ARTICLE |
--- begin ---

The architecture of the PC/BC-DIM neural network is shown in Figure 1. It can be considered as a cycle that starts by generating reconstruction neurons from prediction neurons on the basis of error neurons taken from inputs, as shown in Figure 1.

The figure shows how the encoded input is compared to find an error on the basis of the error neurons that are calculated that generate synaptic weights (W). This weight, in combination with error neurons, make the prediction neurons. Finally, the prediction neuron is multiplied by the V matrix to make reconstruction neurons. This is a loop for limited iterations. The equations represented by the blocks are as follows (Equations (1)–(3)).

r = V y

(1)

e = ε / (x + r)

(2)

y = (ε + y) / W e

(3)

Here, r is reconstruction neuron, V is a transpose of weight matrix W, y is the prediction neuron, x is the encoded input, e stands for error and epsilon is a constant term introduced to reduce the chances of zero error. Reconstruction neurons are a major part of this PC/BC-DIM network to control the quadcopter. The whole research work is on the laminar flow of two different systems. The first one is the data acquisition part or say training that encodes a specific range of the aircraft principal axis, i.e., pitch and roll and then the navigation phase works as the main controller of the quadcopter, as shown in Figure 2.

2.1. Training

The training phase acquires predefined data as a set of ranges of roll and pitch disturbances. These disturbances are the prime movers for any aircraft. Each value is encoded and the set is saved as a fixed-weight matrix. This matrix is then fed into the network. The working of the training phase can be understood by following a simple algorithm (Algorithm 1).

Algorithm 1. Training

distribute aircraft principal axis and maximum distance
for iterations in range of size (distribution)
encode attribute (pitch or roll)
concatenate attributes in a vector
arrange in weight matrix

Figure 2 shows that raw data are encoded in a Gaussian format. This encoded value is arranged in a matrix. This matrix serves as a synaptic weight for the PC/BC-DIM network.

2.2. Navigation

In the navigation phase, the distance between the quadcopter and the goal is measured via point distance formulae (Equations (4) and (5)):

x_{d i s t a n c e} = x_{g o a l} - x_{a i r c r a f t}

(4)

y_{d i s t a n c e} = y_{g o a l} - y_{a i r c r a f t}

(5)

First of all, the exact distance between the quadcopter and the goal location is measured. The distance is encoded and works as an input for the PC/BC-DIM network. The network iterates 150 times and the resulting reconstruction neurons are decoded to extract the exact roll/pitch disturbance that moves the quadcopter. This decoded value is fed to the PID controller. This controller generates direct actuator commands to adjust the rpm of connected motors. This change in the angular velocity of motors gives the requested thrust and roll necessary to move the aircraft. Once the motor commands are generated, they move the quadcopter and eventually the distance is measured again. If the distance is in the specific range of the goal, brakes are applied and the quadcopter stops. Algorithm 2 can help to understand the phase better.

--- end ---

DATA PROVIDED |
--- begin ---

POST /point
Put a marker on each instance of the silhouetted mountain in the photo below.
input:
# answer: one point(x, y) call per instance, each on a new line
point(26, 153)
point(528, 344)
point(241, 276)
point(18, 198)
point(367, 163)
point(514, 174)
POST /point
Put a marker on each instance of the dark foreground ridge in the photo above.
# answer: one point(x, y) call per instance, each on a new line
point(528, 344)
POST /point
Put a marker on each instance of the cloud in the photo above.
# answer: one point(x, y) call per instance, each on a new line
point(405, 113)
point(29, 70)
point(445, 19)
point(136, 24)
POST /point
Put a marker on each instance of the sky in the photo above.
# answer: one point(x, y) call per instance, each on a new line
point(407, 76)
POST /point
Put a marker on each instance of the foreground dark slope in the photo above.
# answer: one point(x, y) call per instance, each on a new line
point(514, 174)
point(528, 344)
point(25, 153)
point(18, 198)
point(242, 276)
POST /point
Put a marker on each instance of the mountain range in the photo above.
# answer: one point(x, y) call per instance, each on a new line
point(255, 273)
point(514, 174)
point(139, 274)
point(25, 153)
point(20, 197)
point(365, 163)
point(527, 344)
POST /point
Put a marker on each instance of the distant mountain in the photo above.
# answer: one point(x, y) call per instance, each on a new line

--- end ---

EXERCISE DESCRIPTION |
Pick up the PC/BC-DIM quadcopter control text after its final sentence and continue writing it. The data come from a separate source.

REPLY TO THE EXERCISE |
Algorithm 2. Navigation

1. while distance ≠ 0:
2. read GPS and gyro sensors
3. distance = goal GPS-current GPS reading
4. encode distance
5. PC/BC-DIM ← distance
6. reconstruction neurons ← PC/BC-DIM
7. disturbances ← decoded reconstruction neurons
8. PID ← disturbances

3. Results

Twenty successful simulation experiments for random test goals were performed with the help of open-source software, “Webots 2021” (Cyberbotics Ltd., Lausanne, Switzerland). DJI Mavic 2 Pro (DJI, Shenzhen, China) (the used quadcopter) can operate smoothly with a pitch of two units and roll of one unit. Crossing this threshold will make quadcopter unstable. This pitch and roll was distributed into small steps, equal to the steps of the maximum distance. Each value of the dataset is encoded and arranged into a vector form. Thus, we get the vector of one specific value. The next value is encoded and concatenated to the previous one, generating a huge synaptic weight matrix, as explained in the training phase. Next the navigation phase that utilizes the synaptic weights in the PC/BC-DIM network occurs and later generates the specific command according to the need. As the navigation phase starts, it measures the distance from the goal and then encodes it. This encoded distance later acts as an input for the network. This input executes the network that generates the reconstruction neurons. Firstly, the pitch and roll parts from the whole reconstruction neuron are separated and then decoded to get the disturbance value to feed the PID controller. The PID controller generates motor commands to move the quadcopter in the desired direction. The proposed reward-lessness method from action space was successfully tested and satisfactory results were obtained, proving the correctness of the method. The quadcopter successfully took off from ground level and moved to the defined 3D goal location by maintaining its stability and robustness. It precisely reached the goal location and started hovering. For the sake of showing results, a location of (5, 1, 2) is assumed (Figure 3). Altitude is assumed as a z-axis and is 1 unit. Twenty successful experiments proved the average of difference between the x coordinate of the quadcopter and the ground truth was l.02 and that of the y coordinate of the quadcopter to the ground truth was 0.347. The root mean square error value from the ground truth of aircraft was 1.09.

It can be clearly seen that the quadcopter is at the desired location in a minimal amount of time. The best part of this method is that the quadcopter can go beyond the training limits.

4. Conclusions

This paper presents a novel prediction error-based quadcopter navigation control approach using the PC/BC-DIM neural network. The proposed approach overcame the limits of old RL techniques and had an accuracy of RMS error of 1.09.

Conflicts of Interest

The authors declare no conflict of interest.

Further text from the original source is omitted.